*SELECTED EXTRACT*:
------------

I write real poems, and play real music.

Wednesday, June 21, 2006

Hung on a Line


I had forgotten just how good it is to touch and smell washing that has been hung on a line and dried in sun and breeze. It is wonderful!

Ferret and Teen had invited me to Gloucester for the weekend, for a BBQ at their house. I had told Teen that I probably wouldn’t be able to make it as I had a load of laundry that I needed to catch up on. Teen said I could bring it with me and do it at their place; something she would later deny (probably on account of how much of it there was!). I had driven down in the morning, did a Cava run to Morrison’s, and was now throwing Boules with Ferret and Paul; my washing flapping on the line, drying in the mid afternoon sun, that was beating down with no mercy.

Ferret and Teen’s garden goes slightly up hill and, as a consequence, it is stepped in places. During the game, occasionally when a long marker was thrown, one or more of the boules (weighing over half a kilo) would drop over the ledge, to where Teen’s tortoises were obliviously eating lettuce and slices tomatoes on the lower level, tucked out of sight at the bottom of the drop. What charmed lives they have, every stray boule missed them. I am not really sure how you could have told if they had been hit, except by a crack in the shell or something, as they display no detectable signs of intelligence. All they seem to do is tear at lettuce with their little beak like mouths and mount each other with great regularity. That has to rate as one of the most disgusting sights ever, a beaky tortoise with its wrinkly neck stretched and straining upwards, cracking together shells as he mounts what ever it is. I am not a fan.

------------

*STORED RECORDS*:
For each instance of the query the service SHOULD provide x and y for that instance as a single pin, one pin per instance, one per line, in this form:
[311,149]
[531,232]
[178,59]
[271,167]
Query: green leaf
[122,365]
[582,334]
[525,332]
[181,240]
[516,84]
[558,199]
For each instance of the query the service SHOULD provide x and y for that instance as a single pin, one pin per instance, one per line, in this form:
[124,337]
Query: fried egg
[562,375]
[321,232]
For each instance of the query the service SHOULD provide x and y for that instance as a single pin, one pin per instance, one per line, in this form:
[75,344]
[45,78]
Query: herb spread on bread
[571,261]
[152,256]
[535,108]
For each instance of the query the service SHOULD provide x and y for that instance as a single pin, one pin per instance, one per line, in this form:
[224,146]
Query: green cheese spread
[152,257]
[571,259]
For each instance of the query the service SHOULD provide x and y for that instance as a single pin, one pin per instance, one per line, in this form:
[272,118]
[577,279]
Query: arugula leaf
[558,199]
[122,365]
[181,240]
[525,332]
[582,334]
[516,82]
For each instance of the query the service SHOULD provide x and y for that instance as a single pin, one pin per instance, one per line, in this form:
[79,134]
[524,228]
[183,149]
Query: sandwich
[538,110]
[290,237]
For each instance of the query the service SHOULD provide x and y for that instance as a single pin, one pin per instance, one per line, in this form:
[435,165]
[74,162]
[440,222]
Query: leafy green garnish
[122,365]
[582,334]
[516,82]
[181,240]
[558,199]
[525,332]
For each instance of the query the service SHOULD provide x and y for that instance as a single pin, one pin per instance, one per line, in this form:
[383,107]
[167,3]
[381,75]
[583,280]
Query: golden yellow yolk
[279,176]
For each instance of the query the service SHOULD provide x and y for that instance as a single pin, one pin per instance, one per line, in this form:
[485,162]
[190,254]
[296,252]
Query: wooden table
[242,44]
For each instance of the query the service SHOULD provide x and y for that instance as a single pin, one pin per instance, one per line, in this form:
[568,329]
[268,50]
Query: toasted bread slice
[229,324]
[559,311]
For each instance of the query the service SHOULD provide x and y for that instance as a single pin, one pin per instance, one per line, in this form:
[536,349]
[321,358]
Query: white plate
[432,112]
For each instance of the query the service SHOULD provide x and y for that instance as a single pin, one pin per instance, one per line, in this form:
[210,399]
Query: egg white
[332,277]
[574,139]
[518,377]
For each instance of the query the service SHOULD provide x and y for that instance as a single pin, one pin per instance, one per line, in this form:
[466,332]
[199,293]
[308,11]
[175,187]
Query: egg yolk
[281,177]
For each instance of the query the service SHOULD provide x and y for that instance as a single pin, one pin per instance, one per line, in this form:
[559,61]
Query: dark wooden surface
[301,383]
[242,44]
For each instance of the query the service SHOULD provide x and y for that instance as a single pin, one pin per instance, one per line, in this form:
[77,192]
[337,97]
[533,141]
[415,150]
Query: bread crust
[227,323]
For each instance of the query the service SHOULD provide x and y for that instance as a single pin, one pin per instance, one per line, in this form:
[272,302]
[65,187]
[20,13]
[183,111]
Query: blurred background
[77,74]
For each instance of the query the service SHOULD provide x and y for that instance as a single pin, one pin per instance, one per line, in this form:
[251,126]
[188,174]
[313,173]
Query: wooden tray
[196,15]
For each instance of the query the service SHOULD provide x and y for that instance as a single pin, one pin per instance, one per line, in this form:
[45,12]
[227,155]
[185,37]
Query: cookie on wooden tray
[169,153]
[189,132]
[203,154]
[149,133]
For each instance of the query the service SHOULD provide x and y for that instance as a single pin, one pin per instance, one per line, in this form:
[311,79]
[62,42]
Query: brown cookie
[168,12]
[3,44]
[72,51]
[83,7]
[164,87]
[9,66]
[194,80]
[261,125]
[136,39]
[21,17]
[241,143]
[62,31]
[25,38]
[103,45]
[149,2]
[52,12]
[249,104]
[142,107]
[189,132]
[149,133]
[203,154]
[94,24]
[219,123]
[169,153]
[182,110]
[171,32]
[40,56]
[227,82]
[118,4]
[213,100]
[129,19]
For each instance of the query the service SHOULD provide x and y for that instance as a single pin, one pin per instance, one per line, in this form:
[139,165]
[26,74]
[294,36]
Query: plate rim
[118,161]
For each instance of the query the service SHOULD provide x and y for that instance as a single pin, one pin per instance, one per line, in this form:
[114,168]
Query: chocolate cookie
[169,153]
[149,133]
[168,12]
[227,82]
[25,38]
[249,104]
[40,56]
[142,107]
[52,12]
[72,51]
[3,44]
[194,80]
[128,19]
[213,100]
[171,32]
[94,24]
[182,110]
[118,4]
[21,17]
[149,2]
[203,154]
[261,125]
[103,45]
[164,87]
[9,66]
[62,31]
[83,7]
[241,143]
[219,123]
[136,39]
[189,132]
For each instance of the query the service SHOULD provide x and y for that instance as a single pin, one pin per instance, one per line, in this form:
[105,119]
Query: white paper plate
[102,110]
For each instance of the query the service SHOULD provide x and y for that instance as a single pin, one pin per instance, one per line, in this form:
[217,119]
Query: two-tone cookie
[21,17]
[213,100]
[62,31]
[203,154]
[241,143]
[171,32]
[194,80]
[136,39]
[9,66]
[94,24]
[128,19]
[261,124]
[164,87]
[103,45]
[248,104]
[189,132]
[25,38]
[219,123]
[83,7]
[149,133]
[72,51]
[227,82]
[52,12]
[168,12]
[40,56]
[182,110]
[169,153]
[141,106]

------------

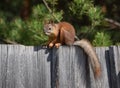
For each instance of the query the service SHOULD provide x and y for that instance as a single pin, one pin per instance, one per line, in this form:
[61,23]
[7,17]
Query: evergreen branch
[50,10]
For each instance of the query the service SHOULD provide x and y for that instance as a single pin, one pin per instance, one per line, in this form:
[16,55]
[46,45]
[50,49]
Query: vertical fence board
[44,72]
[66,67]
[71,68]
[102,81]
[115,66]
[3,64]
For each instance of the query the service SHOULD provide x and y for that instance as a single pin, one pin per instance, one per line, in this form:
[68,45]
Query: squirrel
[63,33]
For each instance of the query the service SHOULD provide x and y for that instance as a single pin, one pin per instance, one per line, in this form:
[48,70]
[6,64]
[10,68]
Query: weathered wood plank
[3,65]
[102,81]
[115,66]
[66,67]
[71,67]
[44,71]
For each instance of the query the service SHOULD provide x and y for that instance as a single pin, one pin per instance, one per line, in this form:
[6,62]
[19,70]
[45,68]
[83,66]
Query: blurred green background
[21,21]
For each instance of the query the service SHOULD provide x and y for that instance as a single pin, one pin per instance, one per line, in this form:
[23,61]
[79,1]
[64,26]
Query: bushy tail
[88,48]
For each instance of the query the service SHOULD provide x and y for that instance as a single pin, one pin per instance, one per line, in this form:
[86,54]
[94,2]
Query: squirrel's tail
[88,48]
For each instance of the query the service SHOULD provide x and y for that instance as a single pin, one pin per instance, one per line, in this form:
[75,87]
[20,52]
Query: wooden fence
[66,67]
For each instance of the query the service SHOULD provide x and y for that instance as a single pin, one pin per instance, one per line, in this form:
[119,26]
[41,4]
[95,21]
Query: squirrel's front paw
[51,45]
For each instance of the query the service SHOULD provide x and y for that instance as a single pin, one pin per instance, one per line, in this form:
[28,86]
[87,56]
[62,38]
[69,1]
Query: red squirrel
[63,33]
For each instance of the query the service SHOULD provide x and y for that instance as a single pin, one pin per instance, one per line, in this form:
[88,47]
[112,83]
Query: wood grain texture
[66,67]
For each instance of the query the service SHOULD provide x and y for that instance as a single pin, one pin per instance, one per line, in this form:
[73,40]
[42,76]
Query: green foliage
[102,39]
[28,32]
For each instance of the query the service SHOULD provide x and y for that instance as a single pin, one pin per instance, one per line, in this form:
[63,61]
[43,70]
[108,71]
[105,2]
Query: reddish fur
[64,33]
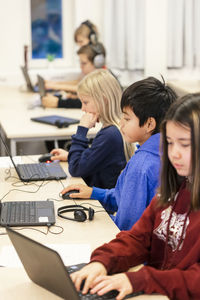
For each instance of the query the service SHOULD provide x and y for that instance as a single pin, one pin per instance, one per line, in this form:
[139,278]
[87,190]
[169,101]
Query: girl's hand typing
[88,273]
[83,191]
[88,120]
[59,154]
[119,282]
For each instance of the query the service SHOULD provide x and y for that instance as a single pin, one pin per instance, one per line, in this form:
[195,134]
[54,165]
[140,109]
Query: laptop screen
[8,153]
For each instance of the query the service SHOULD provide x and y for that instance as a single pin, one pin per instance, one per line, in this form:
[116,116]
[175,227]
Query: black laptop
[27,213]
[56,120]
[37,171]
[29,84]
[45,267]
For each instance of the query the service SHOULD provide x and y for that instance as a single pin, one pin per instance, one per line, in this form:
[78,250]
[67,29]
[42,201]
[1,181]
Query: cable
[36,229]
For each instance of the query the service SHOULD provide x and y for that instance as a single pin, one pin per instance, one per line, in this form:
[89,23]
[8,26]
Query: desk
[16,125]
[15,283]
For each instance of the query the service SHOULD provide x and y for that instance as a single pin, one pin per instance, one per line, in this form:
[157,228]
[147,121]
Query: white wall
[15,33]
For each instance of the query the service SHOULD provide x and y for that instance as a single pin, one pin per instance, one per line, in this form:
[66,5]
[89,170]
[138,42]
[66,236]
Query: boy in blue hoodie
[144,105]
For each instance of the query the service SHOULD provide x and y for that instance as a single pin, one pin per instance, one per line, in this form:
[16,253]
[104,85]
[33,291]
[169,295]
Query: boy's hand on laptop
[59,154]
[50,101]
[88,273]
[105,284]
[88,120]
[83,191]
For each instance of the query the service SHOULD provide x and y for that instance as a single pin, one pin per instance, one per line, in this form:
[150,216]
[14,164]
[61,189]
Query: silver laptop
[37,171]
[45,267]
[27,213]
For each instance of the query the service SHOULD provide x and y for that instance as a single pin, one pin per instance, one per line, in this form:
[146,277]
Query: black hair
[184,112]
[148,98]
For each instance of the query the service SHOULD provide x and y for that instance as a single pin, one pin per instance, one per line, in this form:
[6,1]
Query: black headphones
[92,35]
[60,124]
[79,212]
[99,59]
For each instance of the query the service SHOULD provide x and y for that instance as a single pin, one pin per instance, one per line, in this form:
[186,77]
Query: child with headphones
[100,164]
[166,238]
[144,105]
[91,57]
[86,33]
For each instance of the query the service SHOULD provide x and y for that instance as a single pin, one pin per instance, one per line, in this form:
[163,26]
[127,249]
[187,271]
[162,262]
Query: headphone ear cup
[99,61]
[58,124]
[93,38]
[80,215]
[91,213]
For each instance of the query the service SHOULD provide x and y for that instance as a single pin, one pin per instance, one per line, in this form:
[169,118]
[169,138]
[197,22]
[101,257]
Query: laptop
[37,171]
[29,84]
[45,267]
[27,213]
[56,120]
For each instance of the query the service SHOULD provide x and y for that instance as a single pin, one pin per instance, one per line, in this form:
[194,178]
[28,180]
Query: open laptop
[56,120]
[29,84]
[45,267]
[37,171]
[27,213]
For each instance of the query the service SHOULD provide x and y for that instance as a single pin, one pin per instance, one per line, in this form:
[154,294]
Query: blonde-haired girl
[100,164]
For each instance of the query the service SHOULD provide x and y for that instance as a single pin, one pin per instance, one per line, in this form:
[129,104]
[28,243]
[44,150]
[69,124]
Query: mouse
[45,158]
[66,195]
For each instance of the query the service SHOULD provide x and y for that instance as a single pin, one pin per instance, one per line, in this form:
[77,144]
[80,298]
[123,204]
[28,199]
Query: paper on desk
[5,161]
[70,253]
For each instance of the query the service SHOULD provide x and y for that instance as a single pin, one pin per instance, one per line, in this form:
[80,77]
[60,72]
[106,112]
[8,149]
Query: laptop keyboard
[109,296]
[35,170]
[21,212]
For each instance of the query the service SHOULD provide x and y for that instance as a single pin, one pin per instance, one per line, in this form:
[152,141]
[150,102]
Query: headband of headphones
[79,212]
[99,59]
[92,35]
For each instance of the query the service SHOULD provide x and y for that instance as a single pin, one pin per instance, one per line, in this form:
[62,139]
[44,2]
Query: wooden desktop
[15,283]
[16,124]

------------

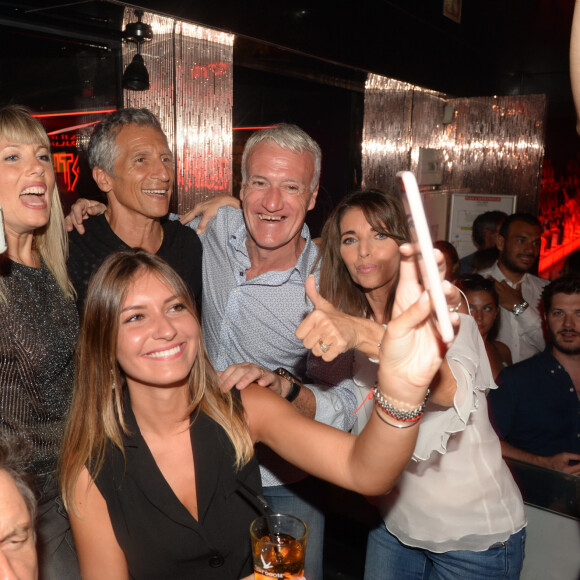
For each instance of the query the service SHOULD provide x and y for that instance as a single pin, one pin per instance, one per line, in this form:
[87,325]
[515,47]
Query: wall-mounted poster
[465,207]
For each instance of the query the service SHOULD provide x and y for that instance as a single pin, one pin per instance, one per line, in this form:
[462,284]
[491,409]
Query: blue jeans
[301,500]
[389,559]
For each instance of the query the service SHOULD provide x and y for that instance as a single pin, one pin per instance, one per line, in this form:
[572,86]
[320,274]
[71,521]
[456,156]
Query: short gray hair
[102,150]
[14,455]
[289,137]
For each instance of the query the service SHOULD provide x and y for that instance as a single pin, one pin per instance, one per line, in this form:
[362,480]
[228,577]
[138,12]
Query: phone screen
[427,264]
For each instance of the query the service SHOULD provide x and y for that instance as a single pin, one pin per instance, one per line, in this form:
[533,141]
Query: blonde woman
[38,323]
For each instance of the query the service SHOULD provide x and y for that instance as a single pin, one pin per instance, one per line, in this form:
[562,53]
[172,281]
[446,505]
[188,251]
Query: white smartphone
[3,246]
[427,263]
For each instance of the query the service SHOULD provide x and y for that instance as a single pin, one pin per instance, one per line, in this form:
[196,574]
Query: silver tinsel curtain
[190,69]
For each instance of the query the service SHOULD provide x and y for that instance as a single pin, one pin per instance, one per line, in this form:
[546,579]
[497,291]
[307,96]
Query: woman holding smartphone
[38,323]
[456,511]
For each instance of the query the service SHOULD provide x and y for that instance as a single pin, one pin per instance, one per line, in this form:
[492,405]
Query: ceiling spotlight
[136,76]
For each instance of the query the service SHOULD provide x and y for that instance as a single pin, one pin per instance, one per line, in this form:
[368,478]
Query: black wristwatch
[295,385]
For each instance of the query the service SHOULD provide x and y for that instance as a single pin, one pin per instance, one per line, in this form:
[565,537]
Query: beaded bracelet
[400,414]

------------

*EXERCISE*:
Duplicate the part of the blog post about drying laundry in Gloucester, from "I write real" up to and including "It is wonderful!". The records are separate material and unrelated to the blog post.

*SOLUTION TO THIS TASK*:
I write real poems, and play real music.

Wednesday, June 21, 2006

Hung on a Line


I had forgotten just how good it is to touch and smell washing that has been hung on a line and dried in sun and breeze. It is wonderful!